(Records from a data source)
--- start ---
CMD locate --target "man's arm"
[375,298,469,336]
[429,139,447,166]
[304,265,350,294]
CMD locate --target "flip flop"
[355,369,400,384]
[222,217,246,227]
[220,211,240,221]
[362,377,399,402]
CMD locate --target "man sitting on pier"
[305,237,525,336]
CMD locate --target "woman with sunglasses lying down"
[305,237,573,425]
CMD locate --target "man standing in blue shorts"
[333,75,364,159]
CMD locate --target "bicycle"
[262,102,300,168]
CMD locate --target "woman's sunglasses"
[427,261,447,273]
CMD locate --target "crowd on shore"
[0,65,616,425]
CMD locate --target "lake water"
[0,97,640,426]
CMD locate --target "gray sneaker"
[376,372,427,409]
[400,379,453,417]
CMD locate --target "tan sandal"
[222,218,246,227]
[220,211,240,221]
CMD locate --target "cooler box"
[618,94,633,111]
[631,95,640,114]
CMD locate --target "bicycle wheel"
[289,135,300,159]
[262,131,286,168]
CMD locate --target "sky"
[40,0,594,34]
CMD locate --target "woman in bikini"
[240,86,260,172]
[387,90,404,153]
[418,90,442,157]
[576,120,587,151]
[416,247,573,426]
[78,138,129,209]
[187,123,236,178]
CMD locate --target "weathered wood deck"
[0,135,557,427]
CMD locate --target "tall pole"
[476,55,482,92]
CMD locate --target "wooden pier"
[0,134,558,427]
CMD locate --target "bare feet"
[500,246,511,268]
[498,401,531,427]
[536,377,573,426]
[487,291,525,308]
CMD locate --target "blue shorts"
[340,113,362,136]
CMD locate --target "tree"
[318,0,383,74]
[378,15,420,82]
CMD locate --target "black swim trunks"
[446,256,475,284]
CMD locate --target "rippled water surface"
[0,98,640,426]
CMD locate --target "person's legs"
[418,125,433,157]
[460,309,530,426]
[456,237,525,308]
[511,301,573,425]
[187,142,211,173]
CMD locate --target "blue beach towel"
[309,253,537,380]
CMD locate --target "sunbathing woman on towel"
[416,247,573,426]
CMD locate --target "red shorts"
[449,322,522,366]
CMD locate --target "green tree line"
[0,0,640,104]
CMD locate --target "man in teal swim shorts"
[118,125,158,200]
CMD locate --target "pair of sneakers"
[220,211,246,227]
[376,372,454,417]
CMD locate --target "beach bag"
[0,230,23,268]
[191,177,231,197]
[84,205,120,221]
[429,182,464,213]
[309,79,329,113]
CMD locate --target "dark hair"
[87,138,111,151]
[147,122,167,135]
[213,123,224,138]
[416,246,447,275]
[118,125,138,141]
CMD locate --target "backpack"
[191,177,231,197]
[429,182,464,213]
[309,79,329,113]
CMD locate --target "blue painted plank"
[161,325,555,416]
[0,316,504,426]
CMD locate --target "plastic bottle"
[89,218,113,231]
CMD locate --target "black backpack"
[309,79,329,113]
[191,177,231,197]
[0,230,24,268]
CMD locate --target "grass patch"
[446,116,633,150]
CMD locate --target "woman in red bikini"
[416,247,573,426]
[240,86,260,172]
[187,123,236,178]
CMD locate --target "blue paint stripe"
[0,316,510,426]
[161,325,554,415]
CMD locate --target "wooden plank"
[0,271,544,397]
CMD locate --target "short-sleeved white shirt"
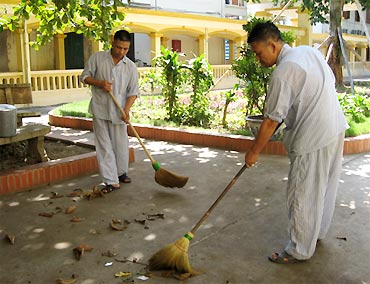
[81,51,139,124]
[265,44,348,154]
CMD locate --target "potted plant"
[232,18,295,139]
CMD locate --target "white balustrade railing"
[0,65,233,92]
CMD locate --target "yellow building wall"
[208,37,225,65]
[30,32,55,70]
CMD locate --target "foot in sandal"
[101,184,120,194]
[268,251,304,264]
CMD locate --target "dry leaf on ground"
[55,278,77,284]
[71,217,86,223]
[65,206,77,214]
[73,244,93,260]
[110,219,128,231]
[39,212,54,218]
[67,188,83,197]
[5,234,15,245]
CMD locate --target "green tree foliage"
[182,54,213,126]
[231,18,295,116]
[154,46,186,121]
[0,0,125,49]
[266,0,370,89]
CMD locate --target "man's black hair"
[248,21,283,43]
[113,30,131,42]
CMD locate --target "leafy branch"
[0,0,125,49]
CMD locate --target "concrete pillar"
[198,35,208,58]
[346,41,356,62]
[358,43,368,62]
[161,37,170,48]
[235,37,245,59]
[149,32,162,66]
[255,11,273,19]
[17,20,31,84]
[198,28,209,60]
[229,39,235,64]
[54,34,67,70]
[297,10,312,46]
[14,29,24,71]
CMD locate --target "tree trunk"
[328,0,344,89]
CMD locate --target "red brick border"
[49,115,370,155]
[0,152,98,194]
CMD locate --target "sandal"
[118,174,131,183]
[268,251,303,264]
[101,184,120,194]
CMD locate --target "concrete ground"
[0,127,370,284]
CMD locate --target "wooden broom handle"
[108,92,155,164]
[190,164,247,234]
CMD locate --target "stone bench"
[0,84,41,127]
[0,124,51,162]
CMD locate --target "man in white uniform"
[81,30,139,193]
[245,22,348,263]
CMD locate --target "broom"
[149,165,246,274]
[109,92,189,188]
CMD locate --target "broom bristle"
[154,168,189,188]
[149,233,193,274]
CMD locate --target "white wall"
[134,33,151,67]
[208,37,225,65]
[29,31,55,70]
[147,0,225,16]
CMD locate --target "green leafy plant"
[0,0,125,49]
[139,69,160,93]
[222,84,240,128]
[232,18,295,116]
[154,46,187,121]
[178,54,213,126]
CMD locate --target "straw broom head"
[149,232,194,274]
[153,161,189,188]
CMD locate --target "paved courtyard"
[0,134,370,284]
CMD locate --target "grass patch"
[346,117,370,137]
[53,88,370,137]
[53,100,92,118]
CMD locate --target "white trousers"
[93,118,129,184]
[285,134,344,260]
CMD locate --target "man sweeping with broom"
[149,22,348,274]
[81,30,139,193]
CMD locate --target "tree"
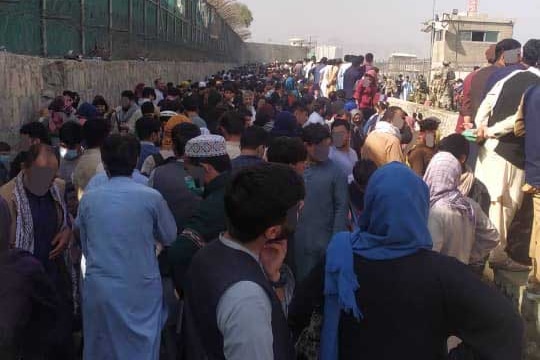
[207,0,253,40]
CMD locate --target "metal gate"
[0,0,242,61]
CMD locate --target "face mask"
[392,118,405,130]
[25,166,56,196]
[187,165,205,188]
[0,155,11,164]
[426,133,435,148]
[64,149,79,160]
[332,133,345,148]
[313,144,330,162]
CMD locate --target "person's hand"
[261,239,287,282]
[476,125,486,143]
[463,123,474,130]
[49,228,72,260]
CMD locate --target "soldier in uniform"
[439,61,456,110]
[414,74,429,105]
[429,73,442,108]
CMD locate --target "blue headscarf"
[321,162,433,360]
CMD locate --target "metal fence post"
[108,0,113,58]
[80,0,86,54]
[41,0,47,57]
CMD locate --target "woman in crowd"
[424,150,499,265]
[289,163,523,360]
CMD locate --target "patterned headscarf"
[424,151,475,223]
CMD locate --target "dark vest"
[525,86,540,188]
[488,71,540,169]
[184,240,294,360]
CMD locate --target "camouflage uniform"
[429,74,441,107]
[414,75,429,104]
[439,63,456,110]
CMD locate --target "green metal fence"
[0,0,242,62]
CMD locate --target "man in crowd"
[0,144,76,360]
[266,136,307,176]
[185,164,304,360]
[303,98,330,127]
[182,95,207,129]
[515,85,540,299]
[343,55,365,100]
[294,124,349,281]
[77,135,176,360]
[475,39,540,271]
[58,121,82,183]
[73,119,109,199]
[135,116,161,175]
[148,123,201,232]
[111,90,142,133]
[329,120,358,183]
[231,126,269,171]
[168,135,231,290]
[219,111,245,160]
[362,106,407,167]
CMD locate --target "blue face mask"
[64,150,79,160]
[0,155,11,164]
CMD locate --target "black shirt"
[289,251,523,360]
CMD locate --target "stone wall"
[388,98,459,137]
[0,52,235,144]
[242,42,308,64]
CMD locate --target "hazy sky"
--- end ---
Copy the records from the first line up to and including the line with "[0,0,640,104]", keeping every CMD line unchanged and offsetting each bounding-box coordinate by adding 120 to it.

__The solution__
CMD locate --target "man's arm"
[495,418,589,456]
[549,259,567,286]
[424,385,470,414]
CMD locate --target "flip flop"
[475,489,520,504]
[342,337,366,347]
[340,331,360,341]
[482,497,519,522]
CMD locate --target "man sitting on pier"
[425,357,645,456]
CMD locate --target "woman with sunglasses lying down"
[425,357,693,545]
CMD locate --target "man standing in blue shorts"
[453,195,484,279]
CMD locate --target "bicycle"
[382,222,420,288]
CMD locate --target "woman's sunglasses"
[547,381,567,393]
CMD locate --target "crowd on shore"
[120,185,736,545]
CMD locate --target "lake water"
[120,217,760,546]
CMD locate --target "gray sneaker"
[496,492,547,529]
[520,499,573,537]
CMD locate --target "tan sandal"
[342,338,366,347]
[340,331,360,341]
CMD locate --target "cooler box"
[738,214,753,231]
[751,215,760,234]
CMD locate --target "bicycle wheel"
[409,255,420,279]
[382,251,406,288]
CMD locate --target "sky"
[160,120,714,154]
CMD locate --target "woman in bikini"
[360,206,380,292]
[507,210,524,273]
[538,210,562,277]
[696,240,707,271]
[536,367,693,546]
[198,258,249,329]
[307,243,356,298]
CMD locate --target "weathered wood deck"
[120,255,677,547]
CMD locate --target "tall pole"
[596,175,602,212]
CMD locate --target "wooden pier"
[120,254,678,547]
CMD locate --target "bare feet"
[620,366,631,388]
[618,521,651,547]
[656,497,693,546]
[607,411,645,428]
CMD locate --target "blue shorts"
[460,233,482,256]
CMD locate --target "tree"
[438,120,503,194]
[498,135,540,202]
CMD locate --target "black swim trunks"
[566,376,595,404]
CMD locate --target "rippled water surface"
[120,218,760,546]
CMD locate --target "person's legs"
[538,245,553,277]
[580,429,650,546]
[576,357,645,428]
[631,421,693,545]
[307,262,331,293]
CMD locate --target "blue beach towel"
[429,373,657,500]
CMD locate --target "sunbathing woman on towel"
[536,367,693,546]
CMD locate --target "red shorts"
[569,442,642,486]
CMD locate --target "green tree line"
[120,120,760,224]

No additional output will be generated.